[START]

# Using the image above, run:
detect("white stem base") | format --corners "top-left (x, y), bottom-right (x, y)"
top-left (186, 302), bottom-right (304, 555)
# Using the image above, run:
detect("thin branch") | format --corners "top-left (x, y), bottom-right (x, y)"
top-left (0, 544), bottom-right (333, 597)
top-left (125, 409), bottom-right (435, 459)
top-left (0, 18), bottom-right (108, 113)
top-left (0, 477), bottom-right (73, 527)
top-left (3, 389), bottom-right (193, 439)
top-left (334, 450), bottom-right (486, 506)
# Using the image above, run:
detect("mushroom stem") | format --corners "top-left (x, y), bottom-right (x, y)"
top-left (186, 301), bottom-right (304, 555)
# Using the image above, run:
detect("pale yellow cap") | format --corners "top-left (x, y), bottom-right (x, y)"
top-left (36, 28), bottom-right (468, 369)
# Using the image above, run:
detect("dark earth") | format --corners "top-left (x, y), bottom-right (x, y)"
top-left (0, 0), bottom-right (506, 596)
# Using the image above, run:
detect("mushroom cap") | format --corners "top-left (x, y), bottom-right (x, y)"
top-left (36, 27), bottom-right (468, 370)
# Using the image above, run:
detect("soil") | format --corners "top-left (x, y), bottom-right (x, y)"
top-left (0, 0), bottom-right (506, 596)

[END]

▸ Written exercise: Please rewrite the entries above as a two-column CSV with the header input,output and one row per entry. Put the text in the input column and its answer in the output column, each in one quoted field with line breaks replaced by spaces.

▸ Result of this task:
input,output
"# Using the image above, run: detect(""white stem base"") | format --corners ""top-left (x, y), bottom-right (x, y)""","top-left (186, 302), bottom-right (304, 555)"
"# Using the image above, run: detect(""thin branch"") | format --corners ""top-left (x, y), bottom-right (x, y)""","top-left (0, 544), bottom-right (333, 597) top-left (125, 409), bottom-right (435, 459) top-left (0, 18), bottom-right (108, 113) top-left (0, 477), bottom-right (73, 527) top-left (3, 389), bottom-right (193, 439) top-left (334, 450), bottom-right (486, 506)"
"# Using the image above, run: detect(""mushroom stem"") | format --corners ""top-left (x, y), bottom-right (x, y)""","top-left (186, 301), bottom-right (304, 555)"
"# Using the image above, run: detect(""pale yellow cap"") | format --corners ""top-left (x, y), bottom-right (x, y)""","top-left (36, 28), bottom-right (468, 369)"
"# Using the image above, run: detect(""dark earth"") | format --corners ""top-left (x, y), bottom-right (x, y)""","top-left (0, 0), bottom-right (506, 596)"
"# Using the image above, run: detect(""mushroom cap"") | format --corners ""top-left (x, y), bottom-right (x, y)""","top-left (36, 27), bottom-right (468, 370)"
"# Using the image above, run: detect(""soil"") | format --corners ""top-left (x, y), bottom-right (x, y)""","top-left (0, 0), bottom-right (506, 596)"